WHAT THE EXERCISE ASKS>
All of the records below need to be written out exactly, but without the pictures.

Stored records

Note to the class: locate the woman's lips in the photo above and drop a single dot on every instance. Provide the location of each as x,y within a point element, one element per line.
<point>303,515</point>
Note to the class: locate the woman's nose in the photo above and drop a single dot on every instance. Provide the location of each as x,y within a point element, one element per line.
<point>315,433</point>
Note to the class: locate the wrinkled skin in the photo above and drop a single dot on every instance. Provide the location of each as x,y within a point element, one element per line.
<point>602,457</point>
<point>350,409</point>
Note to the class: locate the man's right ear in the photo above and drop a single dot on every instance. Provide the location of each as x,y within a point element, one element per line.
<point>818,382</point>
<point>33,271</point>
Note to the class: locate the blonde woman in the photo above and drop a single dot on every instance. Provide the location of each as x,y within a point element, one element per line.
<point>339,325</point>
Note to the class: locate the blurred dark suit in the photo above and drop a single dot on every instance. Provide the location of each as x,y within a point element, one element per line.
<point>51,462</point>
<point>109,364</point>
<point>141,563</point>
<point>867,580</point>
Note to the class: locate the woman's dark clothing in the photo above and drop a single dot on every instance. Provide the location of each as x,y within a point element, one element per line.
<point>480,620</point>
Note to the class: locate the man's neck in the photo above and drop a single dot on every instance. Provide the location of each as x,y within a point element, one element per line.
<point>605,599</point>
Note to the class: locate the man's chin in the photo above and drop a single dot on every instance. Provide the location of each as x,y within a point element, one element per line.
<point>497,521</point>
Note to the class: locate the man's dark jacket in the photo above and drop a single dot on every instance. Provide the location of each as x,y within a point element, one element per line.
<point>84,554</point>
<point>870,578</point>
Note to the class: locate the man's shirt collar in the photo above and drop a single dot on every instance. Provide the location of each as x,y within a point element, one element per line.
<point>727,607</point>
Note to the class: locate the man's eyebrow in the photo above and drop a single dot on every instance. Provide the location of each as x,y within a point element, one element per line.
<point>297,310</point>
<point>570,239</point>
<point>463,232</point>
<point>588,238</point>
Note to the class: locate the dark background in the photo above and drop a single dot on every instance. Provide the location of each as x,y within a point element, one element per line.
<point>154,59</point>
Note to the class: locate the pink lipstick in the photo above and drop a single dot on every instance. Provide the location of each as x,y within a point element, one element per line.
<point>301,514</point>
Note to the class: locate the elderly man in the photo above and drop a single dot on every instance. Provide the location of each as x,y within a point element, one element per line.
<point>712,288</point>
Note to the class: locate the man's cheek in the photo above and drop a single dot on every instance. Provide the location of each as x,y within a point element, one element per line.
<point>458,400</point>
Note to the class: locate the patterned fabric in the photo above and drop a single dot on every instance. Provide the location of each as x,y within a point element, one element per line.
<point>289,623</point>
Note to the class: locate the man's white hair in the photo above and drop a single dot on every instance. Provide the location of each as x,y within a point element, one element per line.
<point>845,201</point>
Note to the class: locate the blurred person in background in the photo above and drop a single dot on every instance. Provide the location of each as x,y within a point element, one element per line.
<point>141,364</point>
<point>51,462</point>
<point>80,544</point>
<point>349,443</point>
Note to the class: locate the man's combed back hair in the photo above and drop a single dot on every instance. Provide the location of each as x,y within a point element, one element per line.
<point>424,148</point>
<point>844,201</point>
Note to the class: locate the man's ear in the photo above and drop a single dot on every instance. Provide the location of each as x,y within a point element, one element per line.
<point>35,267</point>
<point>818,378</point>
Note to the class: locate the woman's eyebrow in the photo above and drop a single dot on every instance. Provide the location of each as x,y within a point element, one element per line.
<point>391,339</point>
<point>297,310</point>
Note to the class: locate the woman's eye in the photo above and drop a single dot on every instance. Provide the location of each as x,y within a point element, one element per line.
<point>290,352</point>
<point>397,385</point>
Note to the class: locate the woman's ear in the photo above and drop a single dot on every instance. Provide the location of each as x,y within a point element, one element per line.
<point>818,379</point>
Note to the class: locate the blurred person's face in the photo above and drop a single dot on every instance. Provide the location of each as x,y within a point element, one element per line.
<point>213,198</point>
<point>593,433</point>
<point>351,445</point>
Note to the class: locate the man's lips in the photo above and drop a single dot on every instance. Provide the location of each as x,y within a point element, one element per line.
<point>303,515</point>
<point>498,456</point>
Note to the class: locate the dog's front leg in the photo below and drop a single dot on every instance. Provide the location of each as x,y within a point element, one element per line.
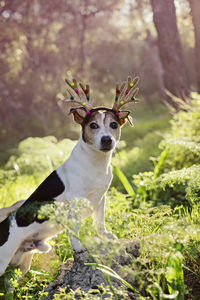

EXERCISE OUTPUT>
Note to the class: locate the woman's lips in the photo above and drop a single dot on every instance. Provide the location of each as x,y within a point element, one element per line.
<point>303,515</point>
Note to the class: locate the woman's nose in the photo above and drop a single dot on every instance. Provide the location of each as x,y within a point element, one element per line.
<point>315,433</point>
Note to the class: locate the wrinkled skin in the photo above and drop a single dot on every instance. Provide the location of each as x,y within a point element, one element per line.
<point>602,457</point>
<point>350,409</point>
Note to the class: locate the man's right ear in the photo above and drop a single dot on every instance. Provide the location of each as x,y within a point element, one element per line.
<point>818,382</point>
<point>33,271</point>
Note to the class: locate the blonde woman in the photo above and drop a single dot on every instance. Provide the location of each as x,y within a point element, one element per line.
<point>339,325</point>
Note to the class: locate the blurred dark suit in the photo above and drop a single dot on every instance. Provide the location of each as x,y within a point element, one element per line.
<point>51,462</point>
<point>109,364</point>
<point>141,563</point>
<point>867,580</point>
Note to the class: locate the woman's dark clothing in the photo above and drop a single dot on every instance. Provide the location of each as x,y within a point element, one element per line.
<point>480,620</point>
Note to the class: locate the man's neck in the photo above and drop a single dot on every instance. Provide the location of each as x,y within a point element, one element per line.
<point>605,599</point>
Note to the class: locate the man's chin in the photo above and drop a single dot on every instance. Provide the location of each as x,y within a point element, one element per line.
<point>497,521</point>
Note to the class: locate the man's dark jacket in the photo above and drop a single dot on every instance. Provide the location of each as x,y within a point element, one element per line.
<point>84,554</point>
<point>870,578</point>
Note to the class: locate the man's shirt collar in the photo above and drop a single dot on every instance. Provide the location of each as x,y within a point element, one element per line.
<point>727,607</point>
Note to the class: locate the man's eyebrow in the photo above and drop a single dot on every instance. Provide the location of each as x,y within a point element, one element per line.
<point>297,310</point>
<point>570,239</point>
<point>463,232</point>
<point>588,238</point>
Note to the class: locate the dark background in the photo above and drop a single dot on every instance. Provide the location of each as x,y within a point element, one element per line.
<point>154,59</point>
Note to the class: locate the pink lipstick in the photo above and drop a single dot on every instance. Provide the location of each as x,y within a point element, one element per line.
<point>301,514</point>
Note to the class: locate the elderly man in the photo above and drop a single dot on every instance. Provide the location of each as x,y within a point element, one element per line.
<point>712,288</point>
Note to the class: locate the man's cheek in the photo above and drop a single dot on every instance. Provide the location of each as x,y within a point element, one element per line.
<point>458,400</point>
Note to the class: locate the patterned fabric in the photo above and drop a single dot on every instance. Provide the location of each as x,y within a point element, one element per line.
<point>289,623</point>
Note to the class: locate the man's white hair in the photo above and drop a single dot on every instance. Provide the location of each as x,y within a point element, one element per line.
<point>845,201</point>
Note to the class: locate the blurred person in background in the photo above and drop a single dot on every instance. Provide the location of each as x,y within a point element, one element per line.
<point>141,364</point>
<point>51,462</point>
<point>80,544</point>
<point>349,443</point>
Note to the class: locate the man's combed back hair in the photo above and drop a single dot on every instance. Provide the location of each as x,y within a point element, one element per line.
<point>424,148</point>
<point>844,201</point>
Note to the class: locate the man's ear in the photo above and drop a single dot on every instance. Provide the location of each as x,y within a point element, one element per line.
<point>35,267</point>
<point>818,378</point>
Note to the class: locate the woman's eyebrow in the photo above and drop a single dot on every instance. Provide the location of each as x,y within a point element, one element per line.
<point>391,339</point>
<point>297,310</point>
Note to the class: locate the woman's eye in the photo above and drop a single dot on every instance. Provide the location of each as x,y within a point element, one element per line.
<point>290,352</point>
<point>397,385</point>
Note to the class: locate the woman's ear in the photo above and drop a single dot on every instance. Provide the location of each as x,y within a point element, one element per line.
<point>818,379</point>
Note to the class: locate the blurred person's face in the photo above and drop a single dot on every instance. Provide the location of each as x,y within a point element, one element per line.
<point>213,198</point>
<point>593,433</point>
<point>351,445</point>
Note to the class: locate the man's lips in the photo above and drop a single dot on every instance. Provide the location of each as x,y within a point element, one element per line.
<point>303,515</point>
<point>498,456</point>
Note to the class: locate the dog's front leg in the photo below and drop a single dot on every instance. Provide the location of each as x,y within a point element, one element per line.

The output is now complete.